ACTION ITEM:
The word "guitar" appears in some lines of the entries. Say how many, and give nothing but the number.

----- SOURCE MATERIAL -----

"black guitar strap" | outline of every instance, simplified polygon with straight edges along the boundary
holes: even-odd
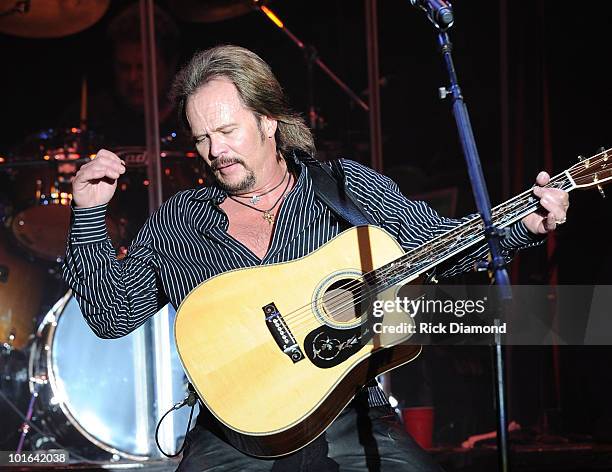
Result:
[[[311,157],[302,157],[301,160],[308,167],[315,195],[325,203],[341,221],[345,221],[349,226],[368,224],[380,226],[380,223],[376,222],[357,201],[357,197],[346,188],[344,171],[337,159],[329,161],[331,170]],[[358,397],[370,406],[389,404],[387,397],[382,390],[377,387],[375,380],[368,382],[363,390],[361,390]]]
[[[378,225],[346,188],[344,171],[338,160],[330,161],[331,170],[315,159],[302,159],[308,166],[315,195],[350,226]]]

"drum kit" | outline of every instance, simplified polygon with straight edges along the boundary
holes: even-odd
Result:
[[[0,158],[2,450],[22,447],[25,439],[30,449],[61,444],[83,460],[159,456],[151,443],[155,422],[142,401],[150,395],[145,391],[150,373],[138,358],[145,350],[143,334],[98,339],[74,296],[60,296],[65,290],[59,271],[70,226],[71,180],[95,157],[102,141],[80,128],[47,129]],[[146,218],[149,181],[144,148],[113,150],[127,167],[107,218],[120,255]],[[204,182],[192,151],[165,149],[161,166],[166,197]],[[44,309],[57,298],[50,310]],[[187,385],[172,338],[167,341],[172,351],[168,388],[176,402],[185,396]],[[177,427],[170,450],[176,450],[176,440],[185,433],[184,416],[173,420]]]
[[[180,150],[175,136],[161,139],[166,198],[204,183],[196,153]],[[61,448],[79,462],[159,458],[157,421],[187,394],[169,309],[155,316],[168,320],[163,339],[152,339],[148,323],[101,340],[59,280],[72,180],[102,147],[127,169],[107,217],[120,257],[148,214],[143,147],[109,146],[80,126],[39,131],[0,156],[0,450]],[[152,361],[156,350],[169,352],[168,362]],[[188,414],[181,410],[162,423],[164,451],[178,450]]]

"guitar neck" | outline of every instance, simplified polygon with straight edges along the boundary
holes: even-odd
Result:
[[[570,173],[566,170],[551,178],[546,187],[569,192],[576,185]],[[505,228],[533,213],[538,208],[539,199],[533,196],[531,189],[526,190],[491,210],[493,224],[498,228]],[[375,277],[376,285],[382,291],[426,273],[484,239],[484,223],[480,215],[475,215],[456,228],[441,234],[416,249],[408,251],[402,257],[373,271],[371,275]]]

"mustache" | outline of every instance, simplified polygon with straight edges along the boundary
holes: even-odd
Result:
[[[211,162],[210,168],[211,170],[219,170],[221,167],[226,167],[232,164],[242,164],[244,166],[244,162],[242,159],[233,158],[233,157],[220,157],[215,159],[215,161]]]

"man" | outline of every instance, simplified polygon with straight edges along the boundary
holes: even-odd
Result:
[[[104,227],[105,206],[125,172],[101,150],[73,186],[74,219],[64,276],[100,337],[127,334],[166,300],[178,306],[202,281],[225,271],[301,257],[345,222],[314,195],[306,162],[313,138],[257,55],[235,46],[196,54],[175,79],[174,97],[213,184],[179,192],[152,215],[117,261]],[[406,249],[460,223],[407,200],[387,177],[340,161],[345,187]],[[549,177],[538,175],[538,185]],[[534,188],[544,216],[530,215],[502,241],[504,254],[536,244],[565,221],[568,196]],[[468,270],[480,247],[444,275]],[[202,334],[206,342],[206,333]],[[244,388],[248,389],[248,385]],[[223,441],[206,412],[188,435],[180,470],[412,470],[439,468],[398,427],[377,387],[366,387],[310,445],[276,461],[246,456]]]
[[[168,91],[177,70],[180,31],[172,17],[158,6],[154,9],[154,21],[159,132],[163,138],[176,132],[179,125],[168,100]],[[106,38],[112,77],[108,77],[106,84],[99,84],[102,87],[93,88],[87,106],[88,128],[115,146],[143,145],[144,64],[138,3],[124,8],[112,18],[106,29]],[[62,121],[66,126],[74,126],[80,106],[80,103],[75,103],[63,113]]]
[[[172,17],[158,6],[154,8],[154,22],[161,148],[163,151],[185,151],[190,149],[191,143],[177,137],[180,122],[168,99],[179,61],[180,31]],[[104,63],[110,66],[112,76],[100,82],[98,87],[93,82],[93,93],[87,101],[87,127],[97,137],[97,142],[104,142],[105,146],[144,149],[144,59],[140,26],[140,7],[136,2],[120,10],[106,29],[105,50],[108,49],[109,54]],[[63,127],[70,128],[78,123],[81,105],[73,103],[62,113],[60,123]],[[172,174],[163,179],[162,190],[166,197],[195,185],[197,174],[189,161],[172,160],[168,164],[172,166]],[[139,166],[132,166],[131,172],[121,179],[121,191],[117,192],[109,211],[119,230],[117,244],[127,246],[149,214],[147,187],[143,185],[146,179],[144,168]]]

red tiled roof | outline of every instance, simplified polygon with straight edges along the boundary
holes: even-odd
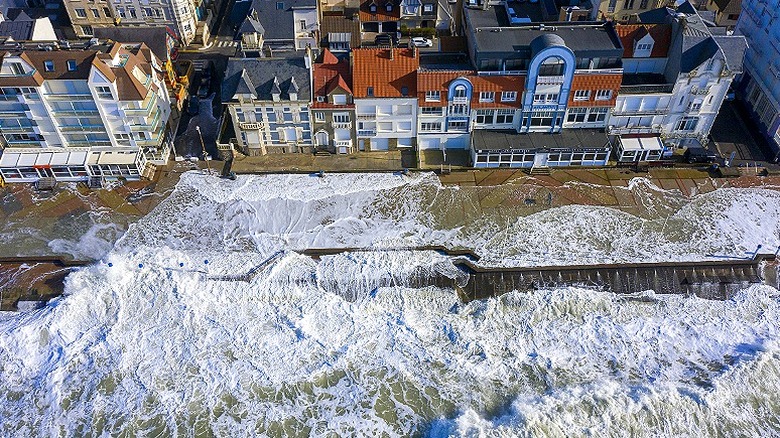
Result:
[[[471,107],[479,108],[520,108],[520,98],[525,88],[525,76],[478,76],[473,71],[419,71],[417,72],[417,103],[420,106],[443,106],[447,104],[447,89],[452,80],[459,77],[466,78],[474,86]],[[426,102],[425,92],[436,91],[441,93],[439,102]],[[493,102],[480,102],[481,91],[495,93]],[[514,102],[501,102],[502,91],[516,91],[517,98]]]
[[[323,51],[320,62],[314,64],[313,76],[315,96],[313,108],[336,107],[337,105],[330,104],[327,101],[317,102],[316,96],[327,97],[337,87],[341,87],[347,93],[352,94],[352,74],[349,69],[349,62],[346,60],[340,61],[328,49]]]
[[[373,97],[404,97],[403,87],[408,97],[416,95],[420,58],[415,49],[354,49],[352,56],[355,97],[370,97],[368,87],[374,88]]]
[[[615,31],[623,43],[623,57],[634,57],[634,43],[647,35],[653,38],[651,58],[665,58],[672,42],[672,25],[670,24],[618,24]]]
[[[387,12],[387,4],[393,5],[392,12]],[[371,4],[376,5],[376,12],[371,12]],[[360,22],[366,21],[398,21],[401,18],[401,8],[393,0],[369,0],[360,4]]]
[[[575,74],[571,81],[569,92],[570,107],[613,107],[620,91],[620,83],[623,81],[621,74],[608,75],[578,75]],[[574,92],[577,90],[590,90],[588,100],[574,100]],[[609,100],[596,100],[596,90],[612,90]]]

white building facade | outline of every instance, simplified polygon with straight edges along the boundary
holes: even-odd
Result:
[[[106,51],[22,51],[0,64],[0,175],[150,177],[167,163],[170,101],[145,45]]]

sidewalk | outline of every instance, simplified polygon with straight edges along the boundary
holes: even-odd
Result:
[[[257,157],[238,155],[233,172],[388,172],[404,168],[401,151],[358,152],[350,155],[319,156],[313,154],[268,154]]]

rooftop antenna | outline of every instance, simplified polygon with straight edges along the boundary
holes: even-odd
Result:
[[[211,175],[211,165],[209,164],[209,154],[206,153],[206,144],[203,143],[203,134],[200,132],[200,126],[196,126],[195,130],[198,131],[198,137],[200,137],[200,149],[203,151],[203,159],[206,160],[206,168]]]

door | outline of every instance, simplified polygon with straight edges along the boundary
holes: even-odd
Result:
[[[317,135],[314,136],[314,139],[317,142],[317,149],[328,149],[328,146],[330,146],[330,138],[325,131],[319,131]]]
[[[550,158],[548,152],[537,152],[534,155],[534,167],[547,167],[547,160]]]

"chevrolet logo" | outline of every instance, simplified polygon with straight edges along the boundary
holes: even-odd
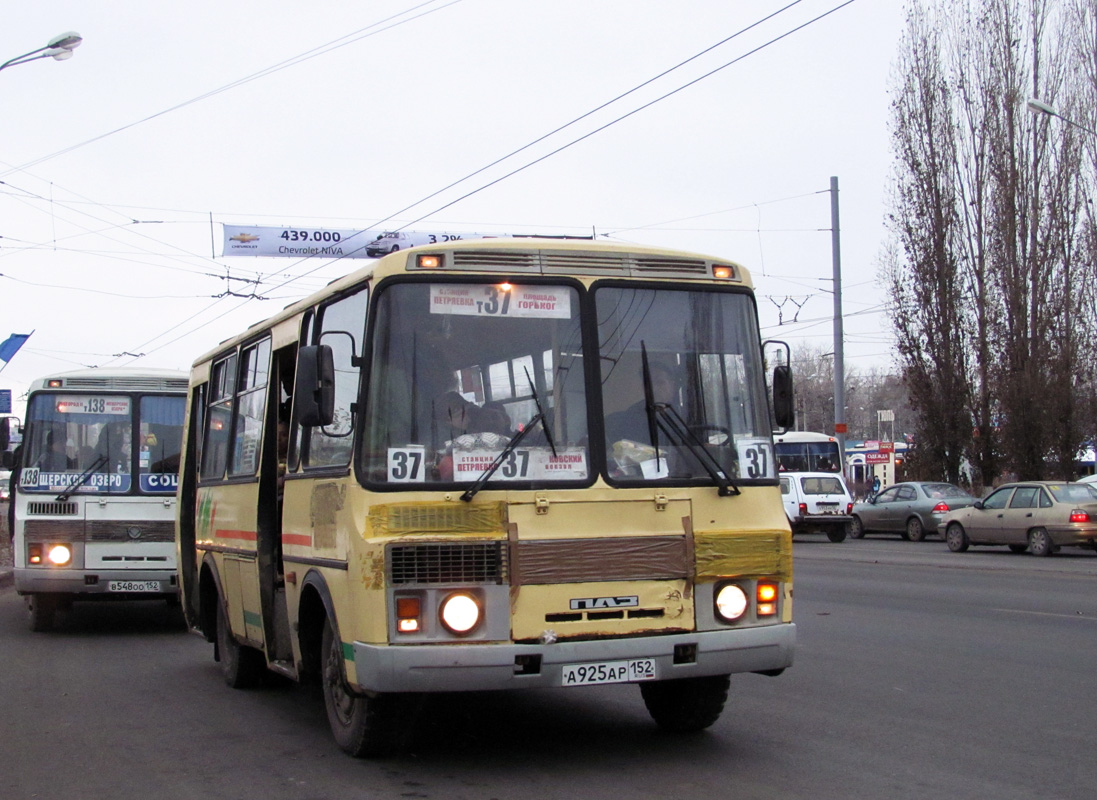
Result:
[[[240,242],[241,244],[247,244],[248,242],[257,242],[259,237],[254,233],[238,233],[235,236],[229,237],[230,242]]]

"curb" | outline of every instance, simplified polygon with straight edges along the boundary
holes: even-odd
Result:
[[[0,589],[7,588],[15,583],[15,570],[0,569]]]

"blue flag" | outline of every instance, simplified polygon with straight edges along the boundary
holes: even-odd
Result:
[[[30,338],[29,333],[13,333],[3,342],[0,342],[0,361],[11,361],[12,356],[19,352],[23,342]]]

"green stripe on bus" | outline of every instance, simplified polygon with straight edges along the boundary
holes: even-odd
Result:
[[[263,617],[260,616],[259,614],[256,614],[254,611],[245,611],[244,612],[244,624],[245,625],[254,625],[256,628],[262,628],[263,627]]]
[[[343,658],[347,661],[354,661],[354,645],[343,642]]]

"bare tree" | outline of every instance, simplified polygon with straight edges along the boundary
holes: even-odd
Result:
[[[1070,477],[1087,182],[1077,137],[1025,99],[1070,94],[1076,17],[1057,0],[958,5],[909,4],[893,106],[885,264],[920,455],[950,479],[964,452],[983,483]]]

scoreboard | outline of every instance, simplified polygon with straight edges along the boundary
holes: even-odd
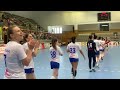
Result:
[[[102,12],[97,14],[98,22],[111,21],[111,12]]]

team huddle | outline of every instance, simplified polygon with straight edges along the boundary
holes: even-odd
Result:
[[[40,49],[40,41],[36,40],[32,34],[25,34],[18,26],[8,28],[9,42],[6,45],[4,52],[5,61],[5,79],[36,79],[34,74],[34,57],[38,55]],[[24,43],[21,44],[21,40]],[[77,67],[79,62],[79,53],[86,60],[86,57],[81,49],[81,45],[76,43],[76,38],[72,37],[71,42],[67,45],[66,52],[69,53],[69,61],[71,63],[71,74],[73,78],[77,75]],[[109,40],[103,40],[101,37],[97,39],[96,35],[90,35],[87,42],[89,69],[90,72],[95,72],[95,68],[99,67],[100,60],[103,60],[105,51],[107,50]],[[58,45],[57,38],[51,41],[50,66],[53,69],[51,79],[58,79],[60,68],[60,56],[63,52]],[[91,64],[93,59],[93,65]]]

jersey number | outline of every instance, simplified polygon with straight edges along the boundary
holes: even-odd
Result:
[[[92,43],[89,43],[89,44],[88,44],[88,48],[92,48]]]
[[[75,48],[70,48],[70,53],[75,53]]]
[[[51,51],[50,54],[51,54],[51,57],[52,57],[52,58],[55,58],[55,57],[56,57],[56,52],[55,52],[55,51]]]

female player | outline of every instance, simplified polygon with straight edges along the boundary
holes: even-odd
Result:
[[[58,40],[56,38],[52,39],[51,42],[52,46],[50,47],[50,65],[51,69],[53,69],[53,74],[51,79],[58,79],[58,70],[60,67],[60,55],[62,56],[63,53],[61,51],[61,48],[58,46]]]
[[[29,50],[29,42],[32,39],[33,39],[33,36],[31,34],[28,34],[28,33],[25,34],[25,36],[24,36],[25,43],[23,44],[23,48],[24,48],[25,52],[27,52],[27,50]],[[34,74],[33,57],[35,57],[37,55],[38,50],[39,50],[39,46],[40,46],[40,42],[36,41],[36,45],[35,45],[33,52],[32,52],[32,60],[28,66],[24,66],[24,70],[26,73],[26,79],[36,79],[35,74]]]
[[[85,56],[81,50],[81,46],[79,44],[75,43],[75,39],[76,39],[75,37],[72,37],[71,43],[69,43],[67,46],[67,52],[69,52],[69,60],[70,60],[70,63],[72,65],[71,72],[73,74],[73,79],[77,75],[77,66],[78,66],[78,61],[79,61],[77,51],[80,51],[80,53],[82,54],[82,56],[85,59]]]

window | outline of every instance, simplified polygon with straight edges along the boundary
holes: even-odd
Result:
[[[62,34],[62,27],[60,27],[60,26],[48,26],[48,33]]]
[[[54,32],[55,32],[55,33],[57,33],[57,28],[56,28],[56,27],[54,27],[54,29],[53,29],[53,30],[54,30]]]
[[[56,32],[56,33],[59,33],[59,27],[57,27],[56,29],[57,29],[57,32]]]
[[[60,31],[60,33],[62,33],[62,27],[60,27],[60,30],[59,30],[59,31]]]

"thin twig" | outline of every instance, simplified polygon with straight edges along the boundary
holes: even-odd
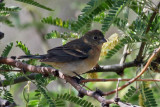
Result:
[[[118,78],[117,86],[116,86],[116,97],[118,98],[118,87],[119,87],[119,82],[121,81],[121,78]]]
[[[125,62],[125,60],[126,60],[126,58],[127,58],[127,55],[128,55],[127,50],[128,50],[128,44],[126,44],[126,45],[124,46],[123,57],[122,57],[121,60],[120,60],[120,64],[123,64],[123,63]]]
[[[158,49],[156,49],[155,52],[153,52],[152,56],[149,58],[148,62],[143,67],[143,69],[141,70],[141,72],[135,78],[129,80],[125,85],[123,85],[122,87],[119,87],[118,91],[122,90],[123,88],[127,87],[128,85],[130,85],[131,83],[133,83],[134,81],[136,81],[148,69],[148,66],[150,65],[150,63],[152,62],[152,60],[156,57],[156,55],[159,52],[160,52],[160,47]],[[104,95],[110,95],[110,94],[113,94],[115,92],[116,92],[116,90],[113,90],[113,91],[104,93]]]
[[[23,62],[20,61],[16,61],[14,59],[11,58],[3,58],[0,57],[0,63],[2,64],[7,64],[7,65],[11,65],[13,67],[17,67],[20,69],[24,69],[26,71],[29,72],[33,72],[33,73],[40,73],[40,74],[50,74],[50,75],[54,75],[57,76],[61,79],[65,79],[68,83],[70,83],[79,93],[82,93],[84,95],[87,96],[91,96],[95,99],[97,99],[100,103],[103,104],[110,104],[110,103],[114,103],[114,100],[106,100],[105,98],[103,98],[101,95],[99,94],[95,94],[94,91],[90,91],[90,90],[86,90],[83,87],[81,87],[73,78],[69,77],[69,76],[65,76],[62,73],[59,72],[59,75],[56,75],[56,72],[58,70],[52,68],[52,67],[37,67],[37,66],[33,66],[33,65],[28,65],[25,64]],[[22,72],[22,71],[19,71]],[[36,75],[36,74],[35,74]],[[34,77],[34,76],[32,76]],[[23,78],[24,79],[24,78]],[[3,84],[3,83],[2,83]]]
[[[22,70],[7,70],[7,69],[0,69],[0,71],[8,71],[8,72],[10,72],[10,71],[15,71],[15,72],[21,72]]]
[[[151,71],[150,68],[149,68],[149,71]],[[151,72],[148,72],[148,73],[149,73],[149,75],[151,76],[151,78],[154,78],[153,75],[151,74]],[[154,83],[156,84],[156,86],[157,86],[157,87],[159,88],[159,90],[160,90],[160,86],[158,85],[157,81],[154,81]]]
[[[131,79],[121,79],[121,81],[130,81]],[[81,83],[87,83],[87,82],[117,82],[118,79],[85,79],[82,80]],[[160,82],[160,79],[137,79],[135,81],[156,81]]]

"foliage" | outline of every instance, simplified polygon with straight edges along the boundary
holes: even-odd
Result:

-----

TASK OUTPUT:
2